STATED EXERCISE ▸ Without the pictures, repeat the listing character for character.

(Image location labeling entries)
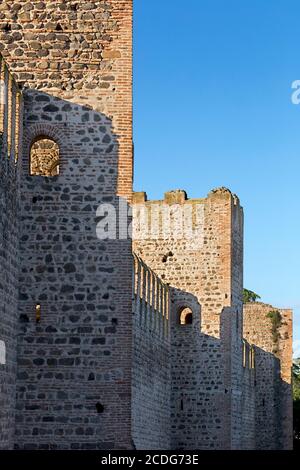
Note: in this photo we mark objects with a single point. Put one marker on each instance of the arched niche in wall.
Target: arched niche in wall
(44, 157)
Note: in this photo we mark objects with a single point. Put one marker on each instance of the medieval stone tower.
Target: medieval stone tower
(73, 60)
(107, 343)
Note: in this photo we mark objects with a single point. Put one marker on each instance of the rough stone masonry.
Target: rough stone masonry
(105, 345)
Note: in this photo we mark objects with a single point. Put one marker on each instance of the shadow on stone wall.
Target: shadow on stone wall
(212, 399)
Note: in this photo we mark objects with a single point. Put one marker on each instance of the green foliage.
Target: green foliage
(276, 321)
(250, 296)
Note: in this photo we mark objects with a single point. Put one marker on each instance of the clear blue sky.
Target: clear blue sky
(212, 107)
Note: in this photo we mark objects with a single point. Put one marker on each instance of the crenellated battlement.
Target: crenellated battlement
(151, 299)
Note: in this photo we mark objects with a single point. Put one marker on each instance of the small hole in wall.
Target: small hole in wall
(99, 408)
(38, 313)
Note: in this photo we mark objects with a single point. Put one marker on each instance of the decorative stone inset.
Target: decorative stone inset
(44, 158)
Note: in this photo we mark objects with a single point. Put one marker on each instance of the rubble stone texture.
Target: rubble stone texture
(94, 350)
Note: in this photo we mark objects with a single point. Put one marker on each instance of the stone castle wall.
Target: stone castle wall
(10, 140)
(74, 61)
(95, 371)
(200, 265)
(151, 365)
(273, 351)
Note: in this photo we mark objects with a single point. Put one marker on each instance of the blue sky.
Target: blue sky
(212, 107)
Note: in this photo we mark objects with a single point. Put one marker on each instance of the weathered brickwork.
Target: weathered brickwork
(74, 61)
(151, 366)
(10, 138)
(273, 373)
(201, 266)
(105, 343)
(218, 379)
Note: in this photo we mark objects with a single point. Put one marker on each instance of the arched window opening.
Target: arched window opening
(186, 316)
(44, 157)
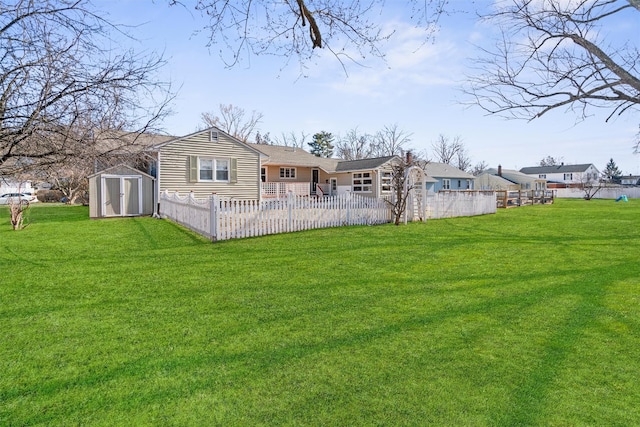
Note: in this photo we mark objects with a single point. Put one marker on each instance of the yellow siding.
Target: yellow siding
(174, 167)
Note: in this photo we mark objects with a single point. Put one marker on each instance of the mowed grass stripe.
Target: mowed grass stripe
(526, 317)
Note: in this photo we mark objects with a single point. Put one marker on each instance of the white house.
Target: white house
(562, 176)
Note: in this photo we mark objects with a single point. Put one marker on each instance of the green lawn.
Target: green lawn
(527, 317)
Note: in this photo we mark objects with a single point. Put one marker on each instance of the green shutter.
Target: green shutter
(193, 168)
(233, 170)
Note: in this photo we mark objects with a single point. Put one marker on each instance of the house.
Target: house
(212, 161)
(206, 162)
(627, 180)
(508, 179)
(11, 185)
(448, 177)
(292, 169)
(563, 176)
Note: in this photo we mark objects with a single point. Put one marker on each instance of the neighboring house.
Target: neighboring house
(562, 176)
(10, 185)
(508, 179)
(448, 177)
(627, 180)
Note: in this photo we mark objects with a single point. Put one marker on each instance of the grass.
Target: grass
(526, 317)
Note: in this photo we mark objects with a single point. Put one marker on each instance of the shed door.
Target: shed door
(121, 195)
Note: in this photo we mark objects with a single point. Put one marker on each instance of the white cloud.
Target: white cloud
(410, 62)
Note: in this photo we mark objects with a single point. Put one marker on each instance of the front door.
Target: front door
(315, 176)
(121, 195)
(334, 186)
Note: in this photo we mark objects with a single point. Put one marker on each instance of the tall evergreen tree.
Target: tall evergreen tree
(611, 170)
(322, 144)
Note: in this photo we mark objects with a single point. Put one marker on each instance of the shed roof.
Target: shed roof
(117, 169)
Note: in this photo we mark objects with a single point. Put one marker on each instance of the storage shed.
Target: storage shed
(121, 191)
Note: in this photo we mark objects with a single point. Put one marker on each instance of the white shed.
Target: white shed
(121, 191)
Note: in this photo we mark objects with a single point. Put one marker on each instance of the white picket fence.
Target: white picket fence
(603, 193)
(220, 218)
(450, 204)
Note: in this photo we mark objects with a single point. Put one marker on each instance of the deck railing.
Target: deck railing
(282, 189)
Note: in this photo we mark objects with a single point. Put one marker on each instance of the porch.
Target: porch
(282, 189)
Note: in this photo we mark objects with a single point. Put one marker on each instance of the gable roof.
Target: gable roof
(511, 175)
(296, 156)
(362, 164)
(157, 146)
(556, 169)
(443, 170)
(293, 156)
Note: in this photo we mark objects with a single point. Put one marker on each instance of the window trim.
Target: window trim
(214, 170)
(386, 180)
(283, 173)
(362, 186)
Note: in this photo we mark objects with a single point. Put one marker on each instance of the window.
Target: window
(203, 168)
(362, 182)
(288, 173)
(222, 170)
(386, 181)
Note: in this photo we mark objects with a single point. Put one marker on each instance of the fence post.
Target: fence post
(290, 201)
(214, 206)
(348, 203)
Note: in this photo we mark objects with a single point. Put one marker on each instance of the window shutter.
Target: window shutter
(233, 170)
(193, 168)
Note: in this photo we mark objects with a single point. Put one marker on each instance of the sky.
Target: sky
(418, 88)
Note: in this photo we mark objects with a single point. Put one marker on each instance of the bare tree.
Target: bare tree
(446, 150)
(60, 83)
(390, 141)
(590, 186)
(350, 30)
(402, 185)
(550, 161)
(292, 139)
(479, 168)
(355, 145)
(557, 54)
(234, 121)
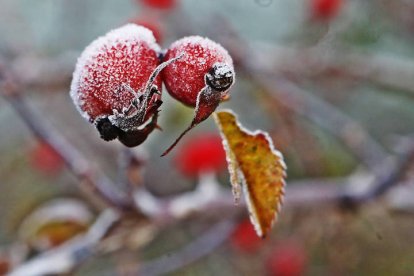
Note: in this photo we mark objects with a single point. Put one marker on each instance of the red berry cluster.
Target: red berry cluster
(117, 82)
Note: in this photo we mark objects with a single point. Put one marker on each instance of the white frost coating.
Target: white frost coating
(204, 42)
(125, 35)
(241, 178)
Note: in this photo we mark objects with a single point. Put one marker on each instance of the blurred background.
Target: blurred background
(332, 81)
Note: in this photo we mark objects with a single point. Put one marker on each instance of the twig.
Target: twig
(71, 156)
(68, 256)
(350, 132)
(192, 252)
(302, 102)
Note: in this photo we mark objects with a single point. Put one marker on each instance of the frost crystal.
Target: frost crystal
(124, 57)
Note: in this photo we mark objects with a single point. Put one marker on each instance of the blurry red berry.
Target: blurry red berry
(160, 4)
(5, 264)
(287, 259)
(45, 159)
(150, 24)
(202, 57)
(325, 9)
(244, 238)
(203, 153)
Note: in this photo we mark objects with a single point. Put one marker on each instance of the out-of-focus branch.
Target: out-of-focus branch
(347, 130)
(377, 68)
(327, 116)
(198, 248)
(68, 256)
(72, 157)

REPLY ▸
Note: in this photo we mark objects with a single point. Put one marker on each instance of the arched niche in wall.
Target: arched niche in wall
(44, 157)
Note: in this photo we mark objects with a single point. Put one marker on each instance of the medieval stone tower.
Target: medieval stone tower
(73, 60)
(107, 343)
Note: in this photo we mark objects with a single point. Put one marker on each instance of the rough stone masonry.
Target: rough stone masonry
(105, 345)
Note: in this photo we mark objects with a single point. Put one marker on each instance of the shadow on stone wall.
Target: shadow on stone wall
(212, 399)
Note: in this photo we mark objects with a single point. Put one marker on each instance of the green foliage.
Target: green foliage
(276, 321)
(250, 296)
Note: in this photo we mark objects with a single point. Put one marker on each instance of the clear blue sky.
Target: clear blue sky
(212, 107)
Note: in this photo we mark objects with a single point. Put one marker on each instance of the crenellated battlement.
Target: crenellated battlement
(151, 299)
Note: in this photo we mark objects with a single point. Put one marker on each instance of the small hole in wall.
Target: small hole in wall
(99, 408)
(38, 313)
Note: in this photo we mark objects with a single point. Put one marker on each instance of the decorative stone inset.
Target: decorative stone inset
(44, 158)
Note: in this photo we mark objects with a single point. Put one marker on each instance of the rubble stone texture.
Target: rubble stone texture
(94, 350)
Note: in this photo we mark objects with a single point. Put one marker on each instance of the stone castle wall.
Target: stone castle wall
(10, 140)
(74, 61)
(95, 371)
(200, 265)
(151, 365)
(273, 351)
Note: in this photo we mark objects with a single point. Put one marker on each instance of the blue sky.
Target: blue sky
(212, 107)
Note: in this photo we mark objects with a single point. Put one marker on each instance of the weathered brickwork.
Target: weathered brickwork
(74, 61)
(151, 366)
(10, 138)
(273, 373)
(201, 266)
(105, 343)
(218, 379)
Note: in this photo we mark objects with a single point. Put one marker on each instance of the arched window opening.
Target: arched window opening
(186, 316)
(44, 157)
Note: in this photo we mark objects with a single point. Put one marker on each instance of the yellow siding.
Target: yellow siding
(174, 167)
Note: in this photo we mark objects with a single point. Put one marker on each instance of the mowed grass stripe.
Target: mowed grass stripe
(526, 317)
Note: in this photo we mark objects with a single point. Put one marker on each instance of the white house.
Target: white house
(562, 176)
Note: in this photo we mark objects with a single point. Put one marker on each instance of the green lawn.
Target: green lawn
(527, 317)
Note: in this photo we mark objects with a single point. Put one marker on each instance of the green shutter.
Target: green shutter
(193, 168)
(233, 170)
Note: in this photo we mark objects with a single point. Put one marker on each instance of the house.
Target: house
(212, 161)
(206, 162)
(627, 180)
(508, 179)
(11, 185)
(448, 177)
(292, 169)
(563, 176)
Note: in this photo we mark objects with a single point. Put one marker on each instance of the neighboring house.
Target: neighboring house
(562, 176)
(10, 185)
(508, 179)
(448, 177)
(627, 180)
Note: in this photo we mark objects with a single point. Put one marker on each instance of the grass.
Target: grass
(526, 317)
Note: in this photo we mark objects with a single point. Put one marker on each instance of the shed door.
Target: shed door
(121, 195)
Note: in this photo we mark objects with a single point. Put one marker on each instance of the white cloud.
Target: white cloud
(410, 62)
Note: in this photo we mark objects with a single point. Put one marker on each instance of the front door.
Target: front door
(315, 176)
(121, 195)
(334, 186)
Note: in this photo we mark objects with a single point. Put one marker on each instance of the tall evergreen tree.
Target: tall evergreen tree
(611, 170)
(322, 144)
Note: in this photo we mark objects with a single point. Put one marker on each instance of the shed roof.
Target: shed roof
(117, 169)
Note: in this photo we mark objects with a single point. Put one marker on each instance of the storage shed.
Target: storage shed
(121, 191)
Note: in this photo we mark objects with a single point. Put one marker on each instance of the white shed.
Target: white shed
(121, 191)
Note: in this photo we mark objects with a single point. Put one marker on each instance of the white picket fence.
Target: white picket fence
(603, 193)
(220, 218)
(450, 204)
Note: in this photo we mark objects with a single point. Put one marker on each instance of the deck railing.
Target: deck railing
(282, 189)
Note: in this photo we mark objects with a single point. Put one marker on each instance of the porch.
Target: porch
(282, 189)
Note: in this photo we mark objects with a single point. Put one marker on each instance of the gable roof.
Target: gable roof
(511, 175)
(296, 156)
(362, 164)
(157, 146)
(556, 169)
(443, 170)
(293, 156)
Note: in this photo we mark objects with a single point. Put one marker on each instance of the window trim.
Target: window trim
(214, 170)
(386, 180)
(283, 173)
(362, 186)
Note: in this photo we mark objects with a single point. Put one marker on each instance of the window.
Target: window
(203, 168)
(362, 182)
(288, 173)
(222, 170)
(386, 181)
Note: in this photo we mark objects with a single point. Put one marker on each instance of the fence post.
Target: fence post
(290, 201)
(214, 206)
(348, 203)
Note: in this photo we mark objects with a single point. Put one marker on each instance of the window shutter.
Target: window shutter
(233, 170)
(193, 168)
Note: in this photo we mark objects with a single point. Put one marker on each instance of the sky.
Target: sky
(418, 88)
Note: in this photo we mark objects with a single point. Put one marker on each instance of the bare tree.
Target: bare tree
(446, 150)
(60, 83)
(390, 141)
(590, 186)
(350, 30)
(402, 185)
(550, 161)
(292, 139)
(479, 168)
(355, 145)
(557, 54)
(234, 121)
Note: in this photo we mark objects with a single point. Put one marker on each instance of the red berry cluster.
Target: red berry cluster
(117, 82)
Note: in this photo we mark objects with a single point. Put one marker on each instance of the white frost coating.
Target: white frost coating
(204, 42)
(125, 35)
(241, 178)
Note: in this photo we mark objects with a single point. Put one marker on each instance of the blurred background.
Target: blurred background
(332, 81)
Note: in this photo we mark objects with a single point. Put one marker on each instance of the twig.
Target: twig
(71, 156)
(68, 256)
(350, 132)
(192, 252)
(302, 102)
Note: in this photo we mark objects with a single point. Put one marker on each instance of the frost crystal.
Target: frost crystal
(124, 57)
Note: in this photo we mark objects with a single point. Put one marker on each instance of the blurry red berry.
Target: blurry red berry
(160, 4)
(5, 264)
(287, 259)
(45, 159)
(150, 24)
(202, 57)
(325, 9)
(244, 238)
(203, 153)
Note: in this photo we mark objects with a single point. Put one marker on each instance of the out-of-focus branch.
Target: out-of-focus branch
(347, 130)
(377, 68)
(327, 116)
(198, 248)
(68, 256)
(72, 157)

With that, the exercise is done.